> **Excerpted text**:
--- BEGIN ---
For 2 big tubs and our kitchen, we have three 50 gallon hot water heaters connected together and it takes care of everything. When we bought our place, they only had 2 connected together and it just wasn't enough. Also, we have the temps on the heaters turned up pretty high so that cuts down on the volume of hot water needed. One of our big tubs is in a separate cottage and we have two 50 gallon tanks connected together. Our single tub room has it's own 50 gal tank.
One thing you also have to remember is that even though they are double tubs, not every couple will take their bath together. One person will take a tub bath and then the other will take a shower right after. Another thing they do is to take the tub bath, then a shower afterward to wash hair and rinse off.
We're fortunate that we live in the country and pump our own water, so we don't have the expense of having to pay for municipal water, but it does take a lot of money to heat all that water!.
Thanks BD,
When you say they are connected together do you mean tank 1 is connected to tank 2 and tank 2 is connected to the main supply to the house?
Or are both tanks connected directly to the main supply?
Regards
.
--- END ---
Items from a dataset:
--- BEGIN ---
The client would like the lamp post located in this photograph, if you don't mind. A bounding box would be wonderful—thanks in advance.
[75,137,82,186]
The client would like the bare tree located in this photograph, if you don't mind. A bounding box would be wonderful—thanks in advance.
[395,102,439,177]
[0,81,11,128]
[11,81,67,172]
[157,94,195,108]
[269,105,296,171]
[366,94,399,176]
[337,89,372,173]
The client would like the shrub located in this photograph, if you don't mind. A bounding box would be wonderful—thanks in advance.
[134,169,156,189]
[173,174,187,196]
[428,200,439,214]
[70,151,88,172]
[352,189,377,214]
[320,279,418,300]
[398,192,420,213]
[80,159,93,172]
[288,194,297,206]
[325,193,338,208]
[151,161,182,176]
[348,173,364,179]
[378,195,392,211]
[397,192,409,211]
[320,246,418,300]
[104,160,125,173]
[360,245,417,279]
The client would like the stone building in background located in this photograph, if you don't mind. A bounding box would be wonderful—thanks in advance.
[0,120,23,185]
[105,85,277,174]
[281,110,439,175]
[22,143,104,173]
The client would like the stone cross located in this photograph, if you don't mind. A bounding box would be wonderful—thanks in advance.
--- END ---
> **Required tasks**:
**1)** Answer these from the post about hot water heaters:
(a) How many 50 gallon hot water heaters serve the 2 big tubs and the kitchen?
(b) How many heaters were connected together when the place was bought?
(c) What does the single tub room have for hot water?
**2)** In the records, rewrite the lines from the line with "The client would like the stone building" up to and including the line with "[22,143,104,173]", putting "stone structure" in place of "stone building" and leaving everything else as it is.

> **Answers to the tasks**:
**1)**
(a) Three.
(b) Two.
(c) Its own 50 gallon tank.

**2)**
The client would like the stone structure in background located in this photograph, if you don't mind. A bounding box would be wonderful—thanks in advance.
[0,120,23,185]
[105,85,277,174]
[281,110,439,175]
[22,143,104,173]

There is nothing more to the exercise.